(Task instructions): Condense the paragraph in the Fur Affinity article below that begins "The trend appears to have been started" into a short bulleted list that keeps its main facts.

(Page excerpt):
┏━━

Fur Affinity cracks down on 'watchbot' accounts
Furry art community Fur Affinity has announced restrictions on the use of automated watching scripts, which they termed "watchbots".
While staff had been "addressing botters on a one-on-one basis for several weeks", to the tune of "roughly two dozen" accounts, they faced a growing number of users who were unaware of their position. Some also became concerned upon being watched by "TheNSA".
The trend appears to have been started by Mishka Burr, who claims to have watched over 160,000 users using a script on a Raspberry Pi. Several other accounts running a published watch script inspired by Mishka's work had over 40,000 on their watchlists prior to clearing.
Basically, when it was one or two people (namely Valdyrburr) we could look the other way. It was not an issue. But then it became a handful of accounts, and then a few dozen. And everyone took an "If Valdy can do it, so can we".
We initially reached out to discuss the issue with those responsible, and kept things in check. But things got out of hand, and we started taking action against individuals. And then it spread further, and here we are today. [Fender]
One or two mass-watchers was seen as a curiosity, but as others sprung up in their wake, their actions increasingly became an annoyance to regular users:
The one website whose user base is not primarily comprised of automatically generated accounts that pester real people and contribute nothing, and people find a way to make themselves into useless pesty robots. [skrimpf]
Mass-watching can also increase levels of submission and journal notifications, which previously caused major issues for Fur Affinity - although staff indicated that the bots did not "create a serious strain".
Some users asked for the ability to remove users who did not contribute in certain ways from their watchlist. Staff did not seem keen to add this feature.
It's not all bad news for bots on FA, with site leader Dragoneer expressing an interest in using them for administration.
About the author
GreenReaper (Laurence Parry) — read stories — contact (login required)a developer, editor and Kai Norn from London, United Kingdom, interested in wikis and computers
Small fuzzy creature who likes cheese & carrots. Founder of WikiFur, lead admin of Inkbunny, and Editor-in-Chief of Flayrah.
Comments
Oh my god what have I done...
Also, HAI
Who's to blame if FurAffinity has that idiotic system where notifications are actual entries in the database that have to be generated and then deleted all the time? Look at Tumblr, where your dashboard entries come from a simple, real-time DB query. And that's a much bigger service.
Seriously though, there's doing an experiment and then there's straining the servers for the lulz. I kind of like FA working, peeps. Tone it down, will you? :)
To be fair to FA, they haven't raised $85 million in funding - at least, it'd be news to me!
Inkbunny uses a similar scheme, as do many other sites. It works well enough when you have one database server and the indexes (if not the whole database) fit into RAM on one box. It's relatively simple to code, gives the user flexibility about keeping some things around for a while, and it's cheap to notify them when something new pops up - or to displaying a list of notifications (because you've done most of the relevant filtering ahead of time).

┗━━

(Data excerpt):
┏━━

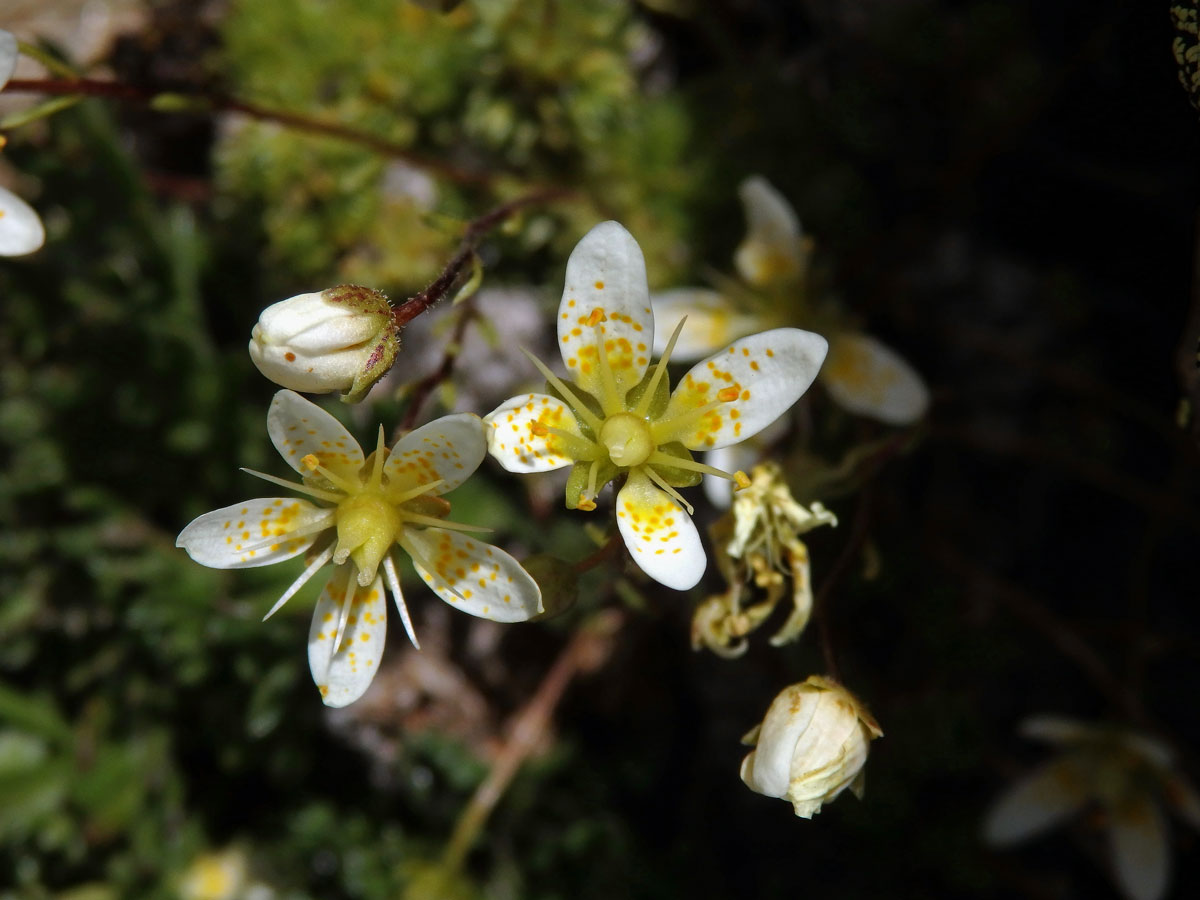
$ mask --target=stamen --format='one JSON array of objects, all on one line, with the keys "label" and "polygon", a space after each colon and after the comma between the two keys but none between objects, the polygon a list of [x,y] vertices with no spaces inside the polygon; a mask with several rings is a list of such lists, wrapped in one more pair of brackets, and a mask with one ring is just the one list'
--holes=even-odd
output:
[{"label": "stamen", "polygon": [[[596,313],[600,313],[599,318]],[[625,412],[625,398],[617,390],[617,376],[612,373],[612,362],[608,360],[608,348],[605,346],[604,329],[600,328],[600,323],[606,320],[605,314],[600,310],[593,310],[588,317],[588,323],[594,325],[592,331],[595,335],[596,359],[600,362],[600,383],[604,386],[604,396],[600,397],[600,408],[604,409],[605,415],[616,415],[617,413]]]},{"label": "stamen", "polygon": [[434,518],[433,516],[422,516],[420,512],[408,512],[401,511],[400,514],[404,524],[424,524],[432,526],[433,528],[445,528],[448,532],[466,532],[467,534],[491,534],[494,528],[487,528],[485,526],[469,526],[462,522],[451,522],[445,518]]},{"label": "stamen", "polygon": [[[731,475],[724,469],[718,469],[713,466],[708,466],[702,462],[696,462],[695,460],[682,460],[678,456],[671,456],[671,454],[665,454],[661,450],[655,450],[653,454],[650,454],[649,458],[647,458],[646,462],[653,463],[655,466],[666,466],[673,469],[685,469],[688,472],[702,472],[706,475],[716,475],[716,478],[724,478],[727,481],[737,482],[739,487],[750,486],[749,479],[746,479],[745,485],[742,485],[740,482],[738,482],[737,474]],[[739,474],[742,475],[742,478],[745,478],[745,473],[739,473]]]},{"label": "stamen", "polygon": [[437,481],[430,481],[428,484],[425,485],[418,485],[416,487],[410,487],[407,491],[396,494],[395,497],[389,497],[388,503],[390,503],[394,506],[397,506],[401,503],[408,503],[408,500],[420,497],[422,493],[430,493],[430,491],[436,491],[437,488],[442,487],[442,485],[444,485],[445,482],[446,480],[444,478],[439,478]]},{"label": "stamen", "polygon": [[295,481],[288,481],[284,478],[276,478],[275,475],[268,475],[265,472],[258,472],[257,469],[247,469],[245,466],[241,468],[247,475],[253,475],[254,478],[260,478],[263,481],[270,481],[272,485],[280,485],[281,487],[289,487],[298,493],[306,493],[310,497],[316,497],[318,500],[329,500],[330,503],[337,503],[338,500],[344,500],[344,494],[335,493],[332,491],[322,491],[318,487],[308,487],[307,485],[299,485]]},{"label": "stamen", "polygon": [[592,431],[599,433],[602,422],[600,421],[600,419],[596,418],[595,413],[593,413],[590,409],[583,406],[583,401],[581,401],[577,396],[575,396],[575,391],[568,388],[562,378],[551,372],[550,368],[546,367],[546,364],[542,362],[536,356],[534,356],[532,353],[529,353],[529,350],[522,347],[521,352],[529,358],[529,361],[533,362],[536,370],[541,372],[541,374],[545,377],[547,382],[550,382],[550,384],[554,388],[554,390],[562,394],[563,397],[566,400],[566,402],[571,404],[571,412],[575,413],[575,418],[576,419],[582,418],[587,422],[588,427],[592,428]]},{"label": "stamen", "polygon": [[263,617],[263,622],[266,622],[269,618],[271,618],[271,616],[277,613],[283,607],[283,604],[286,604],[288,600],[295,596],[296,592],[300,590],[300,588],[302,588],[305,584],[307,584],[308,580],[313,575],[316,575],[317,570],[320,569],[325,563],[328,563],[332,556],[334,556],[334,545],[329,545],[328,547],[325,547],[325,550],[318,553],[317,557],[311,563],[308,563],[308,565],[305,566],[305,570],[300,572],[300,577],[298,577],[288,586],[288,589],[283,592],[283,596],[281,596],[278,600],[275,601],[275,606],[272,606],[266,612],[266,614]]},{"label": "stamen", "polygon": [[400,590],[400,576],[396,575],[396,563],[391,558],[391,553],[383,558],[383,577],[388,582],[388,589],[391,592],[392,599],[396,601],[396,612],[400,613],[400,620],[404,623],[404,632],[408,635],[408,640],[413,642],[413,647],[421,649],[421,644],[416,642],[416,632],[413,630],[413,619],[408,614],[408,604],[404,602],[404,595]]},{"label": "stamen", "polygon": [[666,374],[667,362],[671,359],[671,350],[674,349],[674,342],[679,340],[679,332],[683,331],[683,323],[688,320],[684,316],[679,319],[679,324],[676,325],[676,330],[671,332],[671,340],[667,341],[667,347],[662,350],[662,355],[659,358],[658,365],[654,366],[654,374],[650,376],[650,383],[646,385],[646,394],[637,402],[637,409],[634,410],[634,415],[644,416],[647,410],[650,408],[650,402],[654,400],[654,391],[658,390],[659,382],[662,380],[662,376]]},{"label": "stamen", "polygon": [[688,503],[688,500],[685,500],[683,497],[680,497],[678,491],[676,491],[671,485],[668,485],[666,481],[664,481],[662,476],[659,473],[656,473],[649,466],[643,466],[642,467],[642,472],[644,472],[647,474],[647,476],[650,479],[650,481],[653,481],[659,487],[661,487],[664,491],[666,491],[668,494],[671,494],[672,499],[674,499],[676,503],[678,503],[680,506],[683,506],[685,510],[688,510],[688,515],[689,516],[692,516],[692,515],[696,514],[696,509],[690,503]]},{"label": "stamen", "polygon": [[565,448],[568,450],[566,455],[577,462],[586,462],[588,460],[594,460],[600,454],[596,446],[587,438],[581,438],[578,434],[572,434],[569,431],[556,428],[553,425],[542,425],[541,422],[536,421],[529,422],[529,431],[532,431],[539,438],[553,434],[556,438],[566,444]]},{"label": "stamen", "polygon": [[386,462],[388,456],[388,448],[383,442],[383,426],[380,425],[379,438],[376,440],[374,466],[371,467],[370,486],[374,491],[378,491],[379,486],[383,484],[383,464]]},{"label": "stamen", "polygon": [[350,481],[349,479],[342,478],[336,472],[330,472],[328,468],[320,464],[320,458],[317,454],[307,454],[300,457],[300,462],[308,472],[316,472],[318,475],[323,475],[329,481],[332,481],[336,487],[341,487],[346,493],[358,493],[362,490],[362,485]]},{"label": "stamen", "polygon": [[287,532],[286,534],[271,534],[262,540],[254,541],[253,544],[242,544],[242,552],[248,550],[262,550],[263,547],[269,547],[272,544],[282,544],[283,541],[295,540],[296,538],[307,538],[310,534],[317,534],[317,532],[324,532],[326,528],[332,527],[330,520],[334,518],[334,510],[325,510],[325,515],[322,516],[316,522],[310,522],[304,528],[296,528],[294,532]]}]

┗━━

(Correct result):
- The trend appears to have been started by Mishka Burr.
- Mishka claims to have watched over 160,000 users with a script running on a Raspberry Pi.
- Several other accounts ran a published watch script inspired by Mishka's work.
- Before their watchlists were cleared, those accounts were watching over 40,000 users.